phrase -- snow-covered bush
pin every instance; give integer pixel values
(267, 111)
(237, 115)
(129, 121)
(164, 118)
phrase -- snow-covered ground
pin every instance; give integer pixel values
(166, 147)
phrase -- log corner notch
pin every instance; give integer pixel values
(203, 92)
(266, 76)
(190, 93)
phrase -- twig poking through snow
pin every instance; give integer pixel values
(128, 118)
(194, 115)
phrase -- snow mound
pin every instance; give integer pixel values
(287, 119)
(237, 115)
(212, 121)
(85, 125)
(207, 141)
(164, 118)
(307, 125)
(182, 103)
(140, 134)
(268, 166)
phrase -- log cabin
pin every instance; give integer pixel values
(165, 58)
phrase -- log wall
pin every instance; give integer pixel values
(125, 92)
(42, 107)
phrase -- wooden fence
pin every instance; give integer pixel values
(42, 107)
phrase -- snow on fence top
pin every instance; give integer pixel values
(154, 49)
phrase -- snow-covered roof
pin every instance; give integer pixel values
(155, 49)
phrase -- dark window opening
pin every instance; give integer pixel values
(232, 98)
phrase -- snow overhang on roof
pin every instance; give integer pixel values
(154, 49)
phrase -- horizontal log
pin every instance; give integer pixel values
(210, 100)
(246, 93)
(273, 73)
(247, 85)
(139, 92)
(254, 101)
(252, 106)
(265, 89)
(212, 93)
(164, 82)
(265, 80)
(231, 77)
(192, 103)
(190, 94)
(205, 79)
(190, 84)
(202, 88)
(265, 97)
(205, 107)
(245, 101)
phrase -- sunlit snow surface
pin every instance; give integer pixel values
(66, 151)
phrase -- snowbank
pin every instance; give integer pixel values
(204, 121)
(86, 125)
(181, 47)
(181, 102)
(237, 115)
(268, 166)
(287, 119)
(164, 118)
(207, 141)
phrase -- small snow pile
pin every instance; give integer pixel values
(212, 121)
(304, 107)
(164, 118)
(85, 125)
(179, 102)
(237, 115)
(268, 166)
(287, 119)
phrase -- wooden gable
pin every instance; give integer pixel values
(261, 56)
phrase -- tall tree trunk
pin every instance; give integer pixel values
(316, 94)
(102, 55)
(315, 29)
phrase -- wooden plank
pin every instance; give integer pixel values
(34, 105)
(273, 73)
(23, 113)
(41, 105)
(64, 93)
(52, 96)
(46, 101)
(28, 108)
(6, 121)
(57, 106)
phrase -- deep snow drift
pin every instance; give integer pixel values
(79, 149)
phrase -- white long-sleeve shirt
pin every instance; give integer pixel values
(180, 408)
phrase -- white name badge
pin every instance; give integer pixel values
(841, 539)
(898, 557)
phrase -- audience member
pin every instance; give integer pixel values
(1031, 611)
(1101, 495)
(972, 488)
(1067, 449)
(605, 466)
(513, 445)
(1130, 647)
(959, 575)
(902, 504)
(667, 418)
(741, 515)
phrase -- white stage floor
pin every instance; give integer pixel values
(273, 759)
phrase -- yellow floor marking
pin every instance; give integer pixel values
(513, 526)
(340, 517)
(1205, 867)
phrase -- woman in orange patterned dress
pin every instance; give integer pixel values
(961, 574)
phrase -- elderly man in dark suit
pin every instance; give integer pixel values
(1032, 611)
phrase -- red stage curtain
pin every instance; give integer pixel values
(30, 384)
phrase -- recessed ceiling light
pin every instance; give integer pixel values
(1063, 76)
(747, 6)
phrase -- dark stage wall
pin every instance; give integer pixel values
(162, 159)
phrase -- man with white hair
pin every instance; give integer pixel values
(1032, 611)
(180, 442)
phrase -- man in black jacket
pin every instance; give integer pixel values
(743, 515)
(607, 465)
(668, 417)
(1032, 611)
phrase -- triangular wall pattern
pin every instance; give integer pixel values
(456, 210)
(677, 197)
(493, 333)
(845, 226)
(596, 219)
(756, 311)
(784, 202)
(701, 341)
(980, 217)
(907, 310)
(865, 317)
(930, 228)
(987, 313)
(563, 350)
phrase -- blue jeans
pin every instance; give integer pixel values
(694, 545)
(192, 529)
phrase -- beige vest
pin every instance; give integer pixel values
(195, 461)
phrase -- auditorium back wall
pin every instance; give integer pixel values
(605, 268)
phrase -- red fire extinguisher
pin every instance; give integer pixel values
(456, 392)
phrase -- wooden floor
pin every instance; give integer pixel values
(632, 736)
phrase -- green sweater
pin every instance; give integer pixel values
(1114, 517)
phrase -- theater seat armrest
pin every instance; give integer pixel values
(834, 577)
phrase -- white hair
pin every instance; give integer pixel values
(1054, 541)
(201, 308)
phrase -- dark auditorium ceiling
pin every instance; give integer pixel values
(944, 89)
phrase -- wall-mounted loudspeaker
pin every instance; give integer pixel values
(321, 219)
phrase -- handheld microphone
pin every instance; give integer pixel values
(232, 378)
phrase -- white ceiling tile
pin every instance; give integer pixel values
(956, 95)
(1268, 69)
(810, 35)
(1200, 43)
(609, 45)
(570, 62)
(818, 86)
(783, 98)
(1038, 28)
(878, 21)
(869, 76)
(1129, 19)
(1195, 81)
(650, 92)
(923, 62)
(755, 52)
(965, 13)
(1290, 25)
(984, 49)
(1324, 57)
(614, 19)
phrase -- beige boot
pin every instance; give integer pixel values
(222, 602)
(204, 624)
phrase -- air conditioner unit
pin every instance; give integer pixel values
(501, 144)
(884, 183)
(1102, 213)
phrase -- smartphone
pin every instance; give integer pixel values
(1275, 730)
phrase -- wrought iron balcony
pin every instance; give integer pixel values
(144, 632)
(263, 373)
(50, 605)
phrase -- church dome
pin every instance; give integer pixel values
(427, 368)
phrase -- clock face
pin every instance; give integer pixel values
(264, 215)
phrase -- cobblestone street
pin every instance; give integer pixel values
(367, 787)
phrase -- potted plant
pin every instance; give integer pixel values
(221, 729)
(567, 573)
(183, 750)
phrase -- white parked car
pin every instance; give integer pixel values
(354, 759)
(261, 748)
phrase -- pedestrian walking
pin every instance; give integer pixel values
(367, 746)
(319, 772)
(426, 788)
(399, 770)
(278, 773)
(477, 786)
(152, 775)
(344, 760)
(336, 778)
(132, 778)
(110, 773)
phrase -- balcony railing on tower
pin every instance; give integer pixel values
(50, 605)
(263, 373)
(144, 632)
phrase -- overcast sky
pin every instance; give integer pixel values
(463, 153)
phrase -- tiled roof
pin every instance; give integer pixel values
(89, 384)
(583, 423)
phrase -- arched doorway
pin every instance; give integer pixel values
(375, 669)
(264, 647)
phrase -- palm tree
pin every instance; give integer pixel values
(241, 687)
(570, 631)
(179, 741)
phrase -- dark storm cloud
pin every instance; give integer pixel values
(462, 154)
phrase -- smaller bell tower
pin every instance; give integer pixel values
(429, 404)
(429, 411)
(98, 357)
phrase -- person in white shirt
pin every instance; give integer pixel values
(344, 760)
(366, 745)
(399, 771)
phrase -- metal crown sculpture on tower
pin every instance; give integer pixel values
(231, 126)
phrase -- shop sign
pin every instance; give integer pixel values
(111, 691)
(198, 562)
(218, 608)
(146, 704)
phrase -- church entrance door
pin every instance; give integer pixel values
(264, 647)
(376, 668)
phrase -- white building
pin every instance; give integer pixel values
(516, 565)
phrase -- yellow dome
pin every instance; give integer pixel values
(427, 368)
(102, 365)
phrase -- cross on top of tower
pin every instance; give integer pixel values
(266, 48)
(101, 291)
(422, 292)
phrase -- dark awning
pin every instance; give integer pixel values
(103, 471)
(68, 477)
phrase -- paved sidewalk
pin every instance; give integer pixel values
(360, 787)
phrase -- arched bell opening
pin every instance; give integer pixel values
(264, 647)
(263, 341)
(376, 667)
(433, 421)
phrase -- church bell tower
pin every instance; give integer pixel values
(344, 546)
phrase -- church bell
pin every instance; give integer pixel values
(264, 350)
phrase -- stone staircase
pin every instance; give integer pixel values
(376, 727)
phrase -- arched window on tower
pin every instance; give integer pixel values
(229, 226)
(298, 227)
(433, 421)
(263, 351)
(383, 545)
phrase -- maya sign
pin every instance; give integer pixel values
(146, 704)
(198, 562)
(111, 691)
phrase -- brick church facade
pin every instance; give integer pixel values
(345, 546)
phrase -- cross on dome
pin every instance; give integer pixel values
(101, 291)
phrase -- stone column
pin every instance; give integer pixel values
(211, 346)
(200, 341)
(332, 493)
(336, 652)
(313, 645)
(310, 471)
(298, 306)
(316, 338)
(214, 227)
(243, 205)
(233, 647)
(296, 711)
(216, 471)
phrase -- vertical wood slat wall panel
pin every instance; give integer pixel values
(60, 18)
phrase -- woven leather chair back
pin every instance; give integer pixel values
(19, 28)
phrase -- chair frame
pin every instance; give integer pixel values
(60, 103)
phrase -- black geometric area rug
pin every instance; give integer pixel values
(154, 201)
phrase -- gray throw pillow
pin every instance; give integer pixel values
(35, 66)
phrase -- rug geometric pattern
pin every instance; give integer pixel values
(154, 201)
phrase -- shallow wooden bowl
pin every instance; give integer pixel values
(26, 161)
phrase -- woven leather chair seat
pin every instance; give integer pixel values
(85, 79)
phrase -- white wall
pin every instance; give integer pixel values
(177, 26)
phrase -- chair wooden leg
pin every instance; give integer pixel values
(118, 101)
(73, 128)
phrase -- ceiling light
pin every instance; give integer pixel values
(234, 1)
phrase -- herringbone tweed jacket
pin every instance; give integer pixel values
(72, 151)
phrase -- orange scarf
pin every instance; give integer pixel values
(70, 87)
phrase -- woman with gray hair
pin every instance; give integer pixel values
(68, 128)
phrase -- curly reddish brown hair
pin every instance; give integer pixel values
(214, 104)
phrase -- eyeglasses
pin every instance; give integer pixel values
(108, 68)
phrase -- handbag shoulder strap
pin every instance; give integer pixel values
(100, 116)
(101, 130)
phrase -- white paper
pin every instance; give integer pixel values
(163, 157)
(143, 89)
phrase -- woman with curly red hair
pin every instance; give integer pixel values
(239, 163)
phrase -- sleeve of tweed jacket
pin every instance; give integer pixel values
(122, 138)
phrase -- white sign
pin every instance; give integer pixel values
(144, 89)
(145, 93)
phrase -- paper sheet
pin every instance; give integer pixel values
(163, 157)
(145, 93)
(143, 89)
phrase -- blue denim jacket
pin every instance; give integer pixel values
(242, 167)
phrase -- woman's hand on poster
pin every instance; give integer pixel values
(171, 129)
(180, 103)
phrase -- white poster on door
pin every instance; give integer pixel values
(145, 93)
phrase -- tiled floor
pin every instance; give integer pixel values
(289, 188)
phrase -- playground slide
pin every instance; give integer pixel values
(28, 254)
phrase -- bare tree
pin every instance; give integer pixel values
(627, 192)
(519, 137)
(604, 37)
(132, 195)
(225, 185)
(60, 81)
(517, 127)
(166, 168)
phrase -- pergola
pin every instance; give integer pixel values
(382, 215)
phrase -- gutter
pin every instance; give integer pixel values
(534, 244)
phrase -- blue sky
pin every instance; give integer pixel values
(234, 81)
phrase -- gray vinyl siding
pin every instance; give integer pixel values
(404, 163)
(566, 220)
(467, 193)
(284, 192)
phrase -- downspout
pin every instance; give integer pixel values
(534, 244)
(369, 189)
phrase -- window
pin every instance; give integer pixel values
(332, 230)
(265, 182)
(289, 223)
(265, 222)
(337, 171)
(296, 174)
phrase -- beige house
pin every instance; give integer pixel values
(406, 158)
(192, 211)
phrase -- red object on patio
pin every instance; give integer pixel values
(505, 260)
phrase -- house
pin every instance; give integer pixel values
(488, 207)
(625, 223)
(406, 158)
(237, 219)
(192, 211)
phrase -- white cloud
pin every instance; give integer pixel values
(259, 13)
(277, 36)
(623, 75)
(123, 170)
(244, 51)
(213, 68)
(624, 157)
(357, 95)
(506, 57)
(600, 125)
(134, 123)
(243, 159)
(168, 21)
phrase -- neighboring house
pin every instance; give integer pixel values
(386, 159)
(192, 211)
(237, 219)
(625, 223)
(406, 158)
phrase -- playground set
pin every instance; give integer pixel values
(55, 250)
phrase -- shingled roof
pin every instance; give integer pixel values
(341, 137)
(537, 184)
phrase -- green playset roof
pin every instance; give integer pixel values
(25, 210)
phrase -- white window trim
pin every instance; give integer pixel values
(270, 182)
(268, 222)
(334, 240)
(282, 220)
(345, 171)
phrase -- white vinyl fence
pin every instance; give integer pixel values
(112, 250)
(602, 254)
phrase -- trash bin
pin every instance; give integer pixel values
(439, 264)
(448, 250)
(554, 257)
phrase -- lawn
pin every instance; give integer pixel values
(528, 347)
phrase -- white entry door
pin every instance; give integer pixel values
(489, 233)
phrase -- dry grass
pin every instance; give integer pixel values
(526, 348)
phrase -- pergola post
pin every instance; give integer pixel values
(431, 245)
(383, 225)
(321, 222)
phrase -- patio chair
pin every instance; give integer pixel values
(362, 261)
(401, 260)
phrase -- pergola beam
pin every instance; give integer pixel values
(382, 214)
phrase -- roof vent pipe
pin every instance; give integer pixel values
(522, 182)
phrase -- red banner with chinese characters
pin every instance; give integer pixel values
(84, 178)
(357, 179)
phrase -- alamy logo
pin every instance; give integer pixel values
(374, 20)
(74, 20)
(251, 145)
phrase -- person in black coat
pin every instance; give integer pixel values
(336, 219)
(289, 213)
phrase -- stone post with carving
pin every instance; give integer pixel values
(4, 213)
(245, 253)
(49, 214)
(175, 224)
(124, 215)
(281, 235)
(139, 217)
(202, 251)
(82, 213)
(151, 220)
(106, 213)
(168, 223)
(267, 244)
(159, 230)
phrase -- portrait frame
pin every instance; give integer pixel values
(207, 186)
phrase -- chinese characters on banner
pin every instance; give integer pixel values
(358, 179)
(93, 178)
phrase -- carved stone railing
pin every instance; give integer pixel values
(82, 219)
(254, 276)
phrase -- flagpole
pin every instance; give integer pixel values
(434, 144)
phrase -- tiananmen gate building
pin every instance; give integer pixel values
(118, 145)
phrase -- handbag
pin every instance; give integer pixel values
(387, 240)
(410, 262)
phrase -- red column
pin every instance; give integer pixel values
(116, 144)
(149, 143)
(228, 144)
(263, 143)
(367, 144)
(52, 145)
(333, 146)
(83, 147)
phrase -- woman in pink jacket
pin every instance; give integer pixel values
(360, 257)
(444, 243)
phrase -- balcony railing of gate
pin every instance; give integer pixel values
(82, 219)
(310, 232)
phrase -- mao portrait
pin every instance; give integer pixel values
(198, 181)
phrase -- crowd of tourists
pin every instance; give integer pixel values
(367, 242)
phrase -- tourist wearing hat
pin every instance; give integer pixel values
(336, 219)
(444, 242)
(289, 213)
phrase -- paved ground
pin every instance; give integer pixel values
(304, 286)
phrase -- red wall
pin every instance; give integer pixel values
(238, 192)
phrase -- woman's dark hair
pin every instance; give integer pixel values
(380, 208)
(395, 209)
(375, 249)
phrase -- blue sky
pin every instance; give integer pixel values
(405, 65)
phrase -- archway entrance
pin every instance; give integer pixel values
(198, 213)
* * * * * * * * *
Rewrite the lines from the one holding "phrase -- white ceiling tile" through the one holding "(1102, 213)", inclusive, changing "beige boot" to "tan boot" and leaving everything else the same.

■ **Expected output**:
phrase -- white ceiling tile
pin every instance; give integer pixel values
(956, 95)
(1268, 69)
(810, 35)
(1200, 43)
(609, 45)
(570, 62)
(818, 86)
(783, 98)
(1038, 28)
(878, 21)
(869, 76)
(1129, 19)
(1195, 81)
(650, 92)
(923, 62)
(755, 52)
(965, 13)
(1290, 25)
(984, 49)
(1324, 57)
(614, 19)
phrase -- tan boot
pin every instance; give integer pixel values
(222, 602)
(204, 624)
phrase -- air conditioner unit
pin every instance; give integer pixel values
(501, 144)
(884, 183)
(1102, 213)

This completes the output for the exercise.